In the entries below, replace "one marker per instance" with "one point per instance" at every occurrence and reproduce the entries with nothing else changed.

===============

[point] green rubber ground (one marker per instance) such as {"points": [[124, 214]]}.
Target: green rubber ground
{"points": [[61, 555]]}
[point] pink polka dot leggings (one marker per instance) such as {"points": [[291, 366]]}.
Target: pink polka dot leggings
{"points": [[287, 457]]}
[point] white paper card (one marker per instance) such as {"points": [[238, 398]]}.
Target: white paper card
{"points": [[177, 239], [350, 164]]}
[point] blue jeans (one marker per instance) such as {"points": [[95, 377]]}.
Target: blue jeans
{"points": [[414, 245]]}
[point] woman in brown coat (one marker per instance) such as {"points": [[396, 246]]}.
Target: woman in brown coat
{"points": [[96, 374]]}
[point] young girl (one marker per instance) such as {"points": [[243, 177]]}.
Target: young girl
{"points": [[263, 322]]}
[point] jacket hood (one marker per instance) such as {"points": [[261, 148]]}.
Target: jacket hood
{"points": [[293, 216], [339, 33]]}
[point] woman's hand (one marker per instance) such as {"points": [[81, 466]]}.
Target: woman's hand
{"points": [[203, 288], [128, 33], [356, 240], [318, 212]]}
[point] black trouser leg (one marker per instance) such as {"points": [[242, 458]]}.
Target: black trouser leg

===============

> [WRITTEN SOLUTION]
[point] green rubber ground (one point per instance) such as {"points": [[124, 214]]}.
Target: green rubber ground
{"points": [[61, 555]]}
[point] pink polka dot leggings (one point per instance) such as {"points": [[291, 366]]}.
Target: pink polka dot leggings
{"points": [[287, 457]]}
[point] white paper card (one point per instance) such as {"points": [[238, 398]]}.
Target: white paper card
{"points": [[177, 239], [350, 164]]}
[point] blue jeans (one point per instance) such as {"points": [[95, 377]]}.
Target: blue jeans
{"points": [[414, 245]]}
[point] woman in brown coat (one point per instance) such as {"points": [[396, 246]]}.
Target: woman in brown coat
{"points": [[96, 374]]}
[point] young girl (one point per instance) such as {"points": [[243, 177]]}.
Target: young girl
{"points": [[263, 322]]}
[point] jacket hood (one point per instance) such as {"points": [[261, 148]]}.
Target: jacket hood
{"points": [[293, 216], [339, 33]]}
[point] woman's hand (one point per instance) such as {"points": [[81, 466]]}.
Target: woman's hand
{"points": [[203, 288], [128, 33], [356, 240], [318, 212]]}
[point] black trouser leg (one point per instance) such as {"points": [[242, 458]]}.
Target: black trouser leg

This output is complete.